> **PROBLEM TO WORK ON**
Please output these items as a two-column CSV with the headers "text" and "answer", one row per item. Quote each field, replace line breaks with spaces, and omit the pictures.

──────── LISTED RECORDS

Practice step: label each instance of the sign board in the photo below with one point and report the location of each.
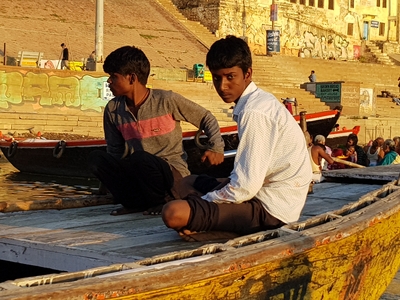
(374, 24)
(273, 12)
(328, 92)
(106, 94)
(207, 76)
(273, 43)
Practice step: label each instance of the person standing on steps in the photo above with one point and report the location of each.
(312, 77)
(64, 57)
(398, 79)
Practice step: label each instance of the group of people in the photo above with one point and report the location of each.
(376, 152)
(145, 169)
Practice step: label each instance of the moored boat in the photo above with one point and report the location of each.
(347, 253)
(69, 158)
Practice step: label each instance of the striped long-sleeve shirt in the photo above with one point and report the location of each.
(157, 127)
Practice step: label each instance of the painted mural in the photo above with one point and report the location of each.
(312, 44)
(84, 92)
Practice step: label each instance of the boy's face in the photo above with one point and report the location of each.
(119, 84)
(230, 83)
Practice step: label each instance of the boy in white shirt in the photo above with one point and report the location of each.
(272, 172)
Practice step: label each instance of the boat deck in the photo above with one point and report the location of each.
(89, 237)
(82, 238)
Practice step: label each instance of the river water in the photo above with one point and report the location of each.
(15, 186)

────────────────

> **THE RESULT**
text,answer
"Practice step: label each instance of the sign board in the photo below with one point and report the location of each.","(374, 24) (273, 12) (328, 92) (106, 94) (207, 76) (273, 43)"
"Practice step: label each instance of the person standing on steps in the photo above with one point and report the location of each.","(312, 77) (64, 57) (398, 79)"
"Practice step: label each instance of the group of people in the photo above with one point and report the location of each.","(376, 152) (145, 169)"
"Practice step: label each instance of the moored boat in the photo above with one point and report the location of each.","(347, 253) (69, 158)"
"Practice step: label each instance of the striped long-sleeve shirt in the photo above with one point and report the location of each.","(157, 127)"
"Practice step: label each instance of the painted mural in the photo above with one point and report the location of each.","(312, 44) (84, 92)"
"Practice step: label each instance of the boy's face in the photo above with one point and report the location of each.","(119, 84) (230, 83)"
"Practice step: label each instance of the boy in white shirt in the photo above with one point and report the location of each.","(272, 172)"
"Practice step: label each instance of the boat deck in the photo above with one point and report the location of each.","(89, 237) (82, 238)"
"Practice step: label each instance of the river water in the photo above with one point and report the location of each.","(15, 186)"